■ WORK INSTRUCTION
Copy out the entries exactly, from the first line to the last.

Point-per-instance localization data:
□ □ □ □

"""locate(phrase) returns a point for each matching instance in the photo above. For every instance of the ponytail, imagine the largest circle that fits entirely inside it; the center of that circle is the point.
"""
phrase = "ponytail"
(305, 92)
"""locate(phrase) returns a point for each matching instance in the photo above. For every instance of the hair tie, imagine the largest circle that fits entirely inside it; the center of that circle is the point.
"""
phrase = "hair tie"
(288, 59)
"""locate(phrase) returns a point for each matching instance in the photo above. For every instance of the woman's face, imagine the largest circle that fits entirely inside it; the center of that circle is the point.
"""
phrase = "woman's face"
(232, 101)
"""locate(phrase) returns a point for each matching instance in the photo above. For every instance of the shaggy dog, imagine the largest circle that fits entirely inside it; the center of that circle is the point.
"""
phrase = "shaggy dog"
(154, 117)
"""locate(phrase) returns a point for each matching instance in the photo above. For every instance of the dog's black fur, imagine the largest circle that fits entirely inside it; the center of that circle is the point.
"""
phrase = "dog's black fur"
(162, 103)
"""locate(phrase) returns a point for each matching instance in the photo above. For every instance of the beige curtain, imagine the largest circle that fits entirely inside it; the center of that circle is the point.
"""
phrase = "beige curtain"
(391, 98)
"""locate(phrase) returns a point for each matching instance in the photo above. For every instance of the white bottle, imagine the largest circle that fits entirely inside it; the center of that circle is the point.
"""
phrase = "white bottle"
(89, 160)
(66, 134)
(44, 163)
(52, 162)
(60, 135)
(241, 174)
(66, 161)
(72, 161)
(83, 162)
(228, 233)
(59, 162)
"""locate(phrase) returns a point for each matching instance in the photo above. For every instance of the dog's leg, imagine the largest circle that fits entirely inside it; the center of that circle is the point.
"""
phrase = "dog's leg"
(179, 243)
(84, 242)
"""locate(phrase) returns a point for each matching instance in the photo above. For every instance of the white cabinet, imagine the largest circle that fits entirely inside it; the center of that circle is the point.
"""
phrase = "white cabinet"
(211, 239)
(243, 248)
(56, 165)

□ □ □ □

■ YOUR RESPONSE
"""locate(phrase) returns a point for each matching instance in the photo above. For every instance of the ponytail, imagine the largest circle that fits entirely inside it; the center of that circle is the point.
"""
phrase = "ponytail"
(305, 92)
"""locate(phrase) returns a point for each matching instance in the photo above. For every instance of the hair tie, imagine the largest circle that fits entirely inside it; the center of that circle is the point.
"""
phrase = "hair tie"
(288, 59)
"""locate(phrase) returns a point for each matching instance in the photo above. For every instance of the woman's face, imagine the largest circle that fits entirely inside it; the center of that circle is the point.
"""
phrase = "woman's face"
(232, 101)
"""locate(phrase) returns a point for each matching instance in the photo above. For every instance of the shaggy dog, imagine the largest circle that fits entirely inside it; the center of that circle is the point.
"""
phrase = "shaggy dog"
(154, 117)
"""locate(phrase) returns a point for each matching instance in the photo above. For every instance of the dog's black fur, imagine the largest circle that fits entirely inside it; the center of that circle is the point.
"""
phrase = "dog's black fur"
(162, 103)
"""locate(phrase) returns a point for each matching instance in the photo above. For every instance of the beige curtain, imagine the largest circle that fits entirely inside it; the center of that circle is the point.
"""
phrase = "beige curtain"
(391, 98)
"""locate(phrase) returns a point for each matching instance in the photo above. For every instance of the white bottle, imagine the largest circle that fits entirely inside it; the center of that circle is the point.
"""
phrase = "white bottle"
(89, 160)
(66, 134)
(44, 163)
(52, 162)
(60, 135)
(241, 174)
(66, 161)
(72, 161)
(83, 162)
(228, 233)
(59, 162)
"""locate(phrase) returns a point for each matching instance in the photo above. For every instance of the dog's leg, imagine the largest circle that fits entirely inside it; the center of that circle is the point.
"""
phrase = "dog's leg"
(179, 243)
(84, 242)
"""locate(phrase) returns a point for each matching instance in the photo above. For every instance of the white cabinet, imagine the largest circle that fits entirely inside it; the center of that circle is the point.
"""
phrase = "white cabinet"
(211, 239)
(243, 248)
(56, 165)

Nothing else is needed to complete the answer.